Export flow expectations, tight mill inventories, the approaching winter season, shorter weeks for feedstock receiving, and processing are some other factors that could affect trade over the next two months. November and December also have shorter scrap days for processing and delivery due to holidays and personnel vacations days while mills are expected to continue improving utilization rates during those months.
Several scrap dealers noted some uncertainty from the US presidential elections on Nov 4, which might influence the timeline to settle the market given the contentious rhetoric on the winner and potential protests regardless of who wins the election.
Export demand has vacillated with higher scrap prices as buyers seek to gauge their ability to maintain profitability given the weak domestic markets and risks in exports should finished steel suddenly begin to move to competing markets.
In the week of October 12, Asian markets returned from the Golden Week holiday with renewed interest, and multiple scrap deals were finalized by Turkish mills. While Turkish scrap import prices weakened, the few US-sourced deals along with demand from Asian buyers in containers and bulk are expected to support dock prices.
Mexico will also add to the demand for scrap. Mexican mills have been encountering higher domestic scrap prices and are heard to be seeking scrap volumes actively throughout the southern United States. Of note, several Mexican mills were heard pricing higher volumes in the East Coast.
____
[Written instruction 1] Please count the lines in the records below that contain the word "cabinet" and give only that number.

[Supplied data]
____
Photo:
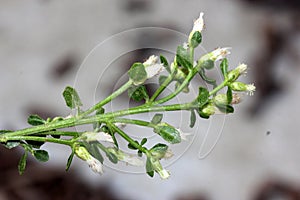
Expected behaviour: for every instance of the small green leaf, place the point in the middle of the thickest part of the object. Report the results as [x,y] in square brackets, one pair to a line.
[22,163]
[149,168]
[192,118]
[226,108]
[229,95]
[35,120]
[137,73]
[71,97]
[183,57]
[196,39]
[168,133]
[203,96]
[208,64]
[11,144]
[69,162]
[159,150]
[165,63]
[144,140]
[138,93]
[162,79]
[41,155]
[224,67]
[157,118]
[112,157]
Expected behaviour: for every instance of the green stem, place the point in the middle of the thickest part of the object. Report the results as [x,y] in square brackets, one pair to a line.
[41,139]
[128,138]
[107,99]
[161,88]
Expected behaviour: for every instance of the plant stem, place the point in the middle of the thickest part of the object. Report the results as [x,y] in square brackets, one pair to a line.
[122,89]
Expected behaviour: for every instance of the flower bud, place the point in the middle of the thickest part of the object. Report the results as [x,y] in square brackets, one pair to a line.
[235,74]
[168,133]
[242,87]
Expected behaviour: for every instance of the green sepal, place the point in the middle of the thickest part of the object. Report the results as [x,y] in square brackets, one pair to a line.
[22,163]
[41,155]
[69,162]
[159,150]
[168,133]
[192,118]
[35,120]
[149,167]
[162,79]
[137,73]
[195,39]
[138,93]
[157,118]
[210,81]
[71,97]
[183,57]
[224,67]
[165,63]
[11,144]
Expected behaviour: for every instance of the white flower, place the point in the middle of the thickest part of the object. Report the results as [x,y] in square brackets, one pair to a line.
[250,89]
[95,165]
[152,67]
[242,68]
[98,136]
[219,53]
[152,60]
[199,23]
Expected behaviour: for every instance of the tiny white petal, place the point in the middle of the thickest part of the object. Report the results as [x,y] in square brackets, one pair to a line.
[154,70]
[199,23]
[95,165]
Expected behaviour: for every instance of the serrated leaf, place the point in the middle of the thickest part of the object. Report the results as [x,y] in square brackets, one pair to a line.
[149,168]
[41,155]
[137,73]
[203,96]
[165,63]
[138,93]
[69,162]
[22,163]
[35,120]
[196,39]
[157,118]
[183,57]
[224,67]
[162,79]
[71,97]
[192,119]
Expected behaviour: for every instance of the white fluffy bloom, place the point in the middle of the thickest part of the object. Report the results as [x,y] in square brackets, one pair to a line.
[95,165]
[250,89]
[199,23]
[152,67]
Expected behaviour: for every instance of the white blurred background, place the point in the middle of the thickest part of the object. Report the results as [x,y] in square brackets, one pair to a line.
[43,45]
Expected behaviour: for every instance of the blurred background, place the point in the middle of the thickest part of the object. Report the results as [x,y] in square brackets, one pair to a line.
[46,45]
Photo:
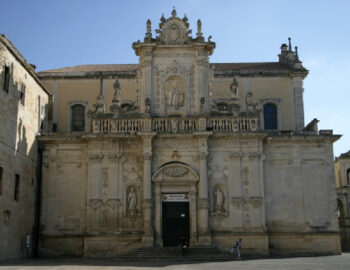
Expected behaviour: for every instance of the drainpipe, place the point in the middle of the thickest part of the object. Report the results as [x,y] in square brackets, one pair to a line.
[36,227]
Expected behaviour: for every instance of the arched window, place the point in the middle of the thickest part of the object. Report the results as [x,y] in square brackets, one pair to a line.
[270,116]
[78,117]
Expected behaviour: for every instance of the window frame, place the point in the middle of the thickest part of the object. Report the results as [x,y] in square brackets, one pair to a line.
[278,103]
[6,78]
[22,94]
[70,115]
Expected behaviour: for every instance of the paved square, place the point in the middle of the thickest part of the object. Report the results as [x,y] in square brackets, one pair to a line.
[341,262]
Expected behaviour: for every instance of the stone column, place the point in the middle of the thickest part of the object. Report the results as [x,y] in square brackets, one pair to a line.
[298,102]
[204,238]
[147,238]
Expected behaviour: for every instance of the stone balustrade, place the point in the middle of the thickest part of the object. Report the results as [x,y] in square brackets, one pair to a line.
[175,125]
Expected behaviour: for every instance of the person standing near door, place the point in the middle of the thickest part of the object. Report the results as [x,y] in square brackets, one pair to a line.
[238,247]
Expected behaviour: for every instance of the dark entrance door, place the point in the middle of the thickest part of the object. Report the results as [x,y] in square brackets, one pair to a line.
[176,223]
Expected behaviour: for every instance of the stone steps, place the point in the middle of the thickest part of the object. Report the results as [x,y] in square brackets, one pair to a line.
[175,253]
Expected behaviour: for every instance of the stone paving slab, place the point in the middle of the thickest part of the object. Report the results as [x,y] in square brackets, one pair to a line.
[341,262]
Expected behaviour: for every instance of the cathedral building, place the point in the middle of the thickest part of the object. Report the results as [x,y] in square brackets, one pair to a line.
[23,115]
[342,176]
[143,155]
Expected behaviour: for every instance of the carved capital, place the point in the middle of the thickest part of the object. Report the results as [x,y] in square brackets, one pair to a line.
[256,201]
[95,203]
[203,154]
[203,203]
[237,201]
[237,154]
[114,156]
[147,155]
[246,201]
[147,203]
[113,203]
[175,171]
[254,155]
[96,157]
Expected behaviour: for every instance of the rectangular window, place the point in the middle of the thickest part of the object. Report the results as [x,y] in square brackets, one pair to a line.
[22,94]
[6,79]
[1,177]
[16,195]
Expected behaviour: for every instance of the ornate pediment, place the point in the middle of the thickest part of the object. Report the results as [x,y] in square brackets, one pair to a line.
[173,30]
[175,171]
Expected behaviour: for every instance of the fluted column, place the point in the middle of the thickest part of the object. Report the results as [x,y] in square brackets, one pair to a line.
[147,193]
[203,193]
[147,204]
[204,238]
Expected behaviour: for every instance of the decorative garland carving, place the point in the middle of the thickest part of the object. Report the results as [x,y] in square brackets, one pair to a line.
[96,157]
[175,171]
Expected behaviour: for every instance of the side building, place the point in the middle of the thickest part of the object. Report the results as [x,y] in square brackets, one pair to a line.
[342,174]
[23,115]
[175,146]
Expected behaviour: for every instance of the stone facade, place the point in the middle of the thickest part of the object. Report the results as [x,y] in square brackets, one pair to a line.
[342,175]
[23,114]
[225,143]
[177,124]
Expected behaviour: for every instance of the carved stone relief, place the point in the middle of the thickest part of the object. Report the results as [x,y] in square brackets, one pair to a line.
[218,183]
[175,171]
[177,84]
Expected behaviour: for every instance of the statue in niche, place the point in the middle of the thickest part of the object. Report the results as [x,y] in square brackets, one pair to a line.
[219,199]
[174,32]
[175,98]
[250,104]
[234,88]
[132,200]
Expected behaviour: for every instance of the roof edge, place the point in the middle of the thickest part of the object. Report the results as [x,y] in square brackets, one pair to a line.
[20,58]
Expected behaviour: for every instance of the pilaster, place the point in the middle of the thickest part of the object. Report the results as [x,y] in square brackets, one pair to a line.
[204,236]
[147,202]
[298,102]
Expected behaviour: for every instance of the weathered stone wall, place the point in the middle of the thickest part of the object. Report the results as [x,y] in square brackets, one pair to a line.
[300,195]
[68,92]
[18,147]
[342,166]
[261,190]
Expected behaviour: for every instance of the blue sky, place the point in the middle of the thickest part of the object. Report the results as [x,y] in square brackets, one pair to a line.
[53,34]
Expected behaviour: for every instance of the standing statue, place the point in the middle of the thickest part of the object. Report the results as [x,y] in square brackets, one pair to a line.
[234,88]
[132,199]
[176,98]
[250,104]
[219,200]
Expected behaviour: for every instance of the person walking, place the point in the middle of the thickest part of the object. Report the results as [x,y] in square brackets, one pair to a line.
[237,246]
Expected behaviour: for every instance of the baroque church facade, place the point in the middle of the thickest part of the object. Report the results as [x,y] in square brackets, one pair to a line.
[142,155]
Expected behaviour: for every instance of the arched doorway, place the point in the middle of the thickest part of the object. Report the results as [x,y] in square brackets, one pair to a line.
[175,196]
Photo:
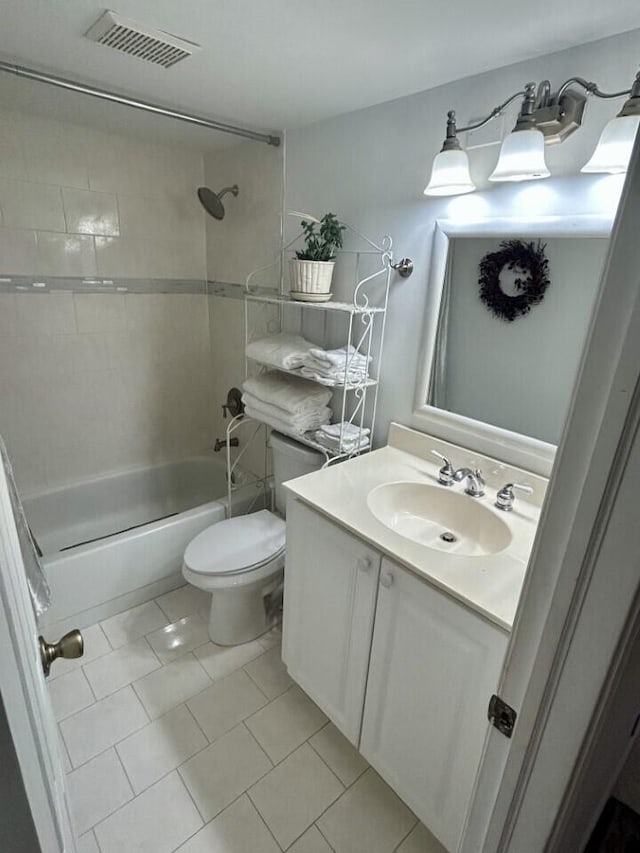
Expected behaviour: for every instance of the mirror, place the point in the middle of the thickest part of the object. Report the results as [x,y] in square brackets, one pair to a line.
[502,386]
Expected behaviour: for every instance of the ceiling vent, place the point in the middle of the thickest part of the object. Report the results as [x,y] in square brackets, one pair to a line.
[138,40]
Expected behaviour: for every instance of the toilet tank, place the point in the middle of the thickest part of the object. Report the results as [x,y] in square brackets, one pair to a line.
[290,460]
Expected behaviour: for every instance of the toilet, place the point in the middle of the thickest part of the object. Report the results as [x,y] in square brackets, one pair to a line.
[240,561]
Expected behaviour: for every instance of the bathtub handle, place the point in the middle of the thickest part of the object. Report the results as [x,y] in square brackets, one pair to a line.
[69,646]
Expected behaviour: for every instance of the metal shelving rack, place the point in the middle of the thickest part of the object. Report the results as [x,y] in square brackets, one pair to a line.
[365,320]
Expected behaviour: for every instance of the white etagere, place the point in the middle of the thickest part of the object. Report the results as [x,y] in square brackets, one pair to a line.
[362,320]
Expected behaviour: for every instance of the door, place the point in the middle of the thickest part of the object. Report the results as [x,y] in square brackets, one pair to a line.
[433,663]
[25,694]
[576,604]
[331,583]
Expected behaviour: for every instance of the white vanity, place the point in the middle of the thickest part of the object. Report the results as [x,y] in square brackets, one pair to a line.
[399,634]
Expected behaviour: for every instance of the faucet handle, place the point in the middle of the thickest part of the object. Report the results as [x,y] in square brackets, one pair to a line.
[447,472]
[505,496]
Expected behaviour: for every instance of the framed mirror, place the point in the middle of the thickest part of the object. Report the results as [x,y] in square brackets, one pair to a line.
[509,308]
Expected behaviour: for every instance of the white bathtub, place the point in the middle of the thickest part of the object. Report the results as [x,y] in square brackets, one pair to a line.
[117,541]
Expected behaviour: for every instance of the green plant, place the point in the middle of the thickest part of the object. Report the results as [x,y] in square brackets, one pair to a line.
[321,245]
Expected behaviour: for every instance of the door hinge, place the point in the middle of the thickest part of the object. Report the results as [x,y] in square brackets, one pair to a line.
[501,715]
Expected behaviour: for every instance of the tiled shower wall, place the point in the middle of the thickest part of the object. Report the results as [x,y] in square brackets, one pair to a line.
[91,383]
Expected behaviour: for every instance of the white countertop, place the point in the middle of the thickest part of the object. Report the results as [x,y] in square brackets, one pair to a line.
[490,584]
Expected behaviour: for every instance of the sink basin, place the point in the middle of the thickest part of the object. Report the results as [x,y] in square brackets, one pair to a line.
[439,518]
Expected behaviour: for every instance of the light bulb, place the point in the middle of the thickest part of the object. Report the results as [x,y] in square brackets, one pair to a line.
[521,157]
[450,174]
[614,147]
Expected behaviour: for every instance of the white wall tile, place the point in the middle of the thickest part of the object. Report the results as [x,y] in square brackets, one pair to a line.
[18,252]
[55,152]
[12,159]
[45,313]
[89,212]
[66,254]
[32,206]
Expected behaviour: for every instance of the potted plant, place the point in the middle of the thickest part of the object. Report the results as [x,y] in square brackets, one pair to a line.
[312,268]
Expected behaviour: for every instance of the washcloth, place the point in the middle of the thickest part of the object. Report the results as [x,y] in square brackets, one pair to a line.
[339,357]
[300,422]
[335,367]
[283,350]
[353,437]
[347,446]
[290,393]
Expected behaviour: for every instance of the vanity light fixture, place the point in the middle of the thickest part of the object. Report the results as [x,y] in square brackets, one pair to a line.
[545,118]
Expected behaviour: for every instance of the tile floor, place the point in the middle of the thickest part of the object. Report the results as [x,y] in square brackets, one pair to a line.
[174,744]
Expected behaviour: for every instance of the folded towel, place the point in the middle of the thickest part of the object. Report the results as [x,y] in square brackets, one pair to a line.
[289,393]
[334,379]
[302,421]
[339,357]
[283,350]
[289,427]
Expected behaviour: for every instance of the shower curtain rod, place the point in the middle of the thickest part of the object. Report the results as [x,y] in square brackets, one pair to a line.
[71,85]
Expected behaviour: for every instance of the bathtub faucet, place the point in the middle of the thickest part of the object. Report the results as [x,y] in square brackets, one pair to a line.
[217,447]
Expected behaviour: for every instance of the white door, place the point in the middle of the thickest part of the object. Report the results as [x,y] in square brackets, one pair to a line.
[575,604]
[25,694]
[331,583]
[433,663]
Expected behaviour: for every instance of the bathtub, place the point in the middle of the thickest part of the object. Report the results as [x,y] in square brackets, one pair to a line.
[117,541]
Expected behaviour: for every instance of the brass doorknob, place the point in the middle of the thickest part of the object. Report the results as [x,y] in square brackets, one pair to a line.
[69,646]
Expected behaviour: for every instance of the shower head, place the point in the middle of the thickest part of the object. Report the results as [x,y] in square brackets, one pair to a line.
[212,201]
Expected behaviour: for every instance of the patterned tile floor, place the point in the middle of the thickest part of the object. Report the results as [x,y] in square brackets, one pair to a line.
[175,744]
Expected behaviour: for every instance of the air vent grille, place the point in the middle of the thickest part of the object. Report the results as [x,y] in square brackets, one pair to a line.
[140,41]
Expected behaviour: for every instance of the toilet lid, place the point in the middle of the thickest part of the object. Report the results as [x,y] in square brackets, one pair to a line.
[236,544]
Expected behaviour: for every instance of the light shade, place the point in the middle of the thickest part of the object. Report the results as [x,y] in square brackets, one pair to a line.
[614,147]
[521,157]
[450,174]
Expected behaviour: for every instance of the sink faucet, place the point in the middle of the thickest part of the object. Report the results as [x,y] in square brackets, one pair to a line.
[475,481]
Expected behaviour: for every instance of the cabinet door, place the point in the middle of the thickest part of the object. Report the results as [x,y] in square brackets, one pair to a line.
[434,666]
[331,582]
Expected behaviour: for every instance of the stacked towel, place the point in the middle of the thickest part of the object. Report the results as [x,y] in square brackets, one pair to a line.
[283,350]
[353,437]
[289,404]
[331,367]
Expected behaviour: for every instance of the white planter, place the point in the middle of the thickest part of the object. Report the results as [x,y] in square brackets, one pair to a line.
[311,280]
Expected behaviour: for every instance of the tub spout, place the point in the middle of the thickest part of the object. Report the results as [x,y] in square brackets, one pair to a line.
[217,447]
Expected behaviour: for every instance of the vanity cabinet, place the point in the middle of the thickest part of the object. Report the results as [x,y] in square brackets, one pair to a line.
[331,584]
[402,669]
[434,665]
____
[Written instruction 2] Repeat the part of the scrap market text from "Several scrap dealers" up to and including "to competing markets.", word for word.

[Written response 1] 2

[Written response 2]
Several scrap dealers noted some uncertainty from the US presidential elections on Nov 4, which might influence the timeline to settle the market given the contentious rhetoric on the winner and potential protests regardless of who wins the election.
Export demand has vacillated with higher scrap prices as buyers seek to gauge their ability to maintain profitability given the weak domestic markets and risks in exports should finished steel suddenly begin to move to competing markets.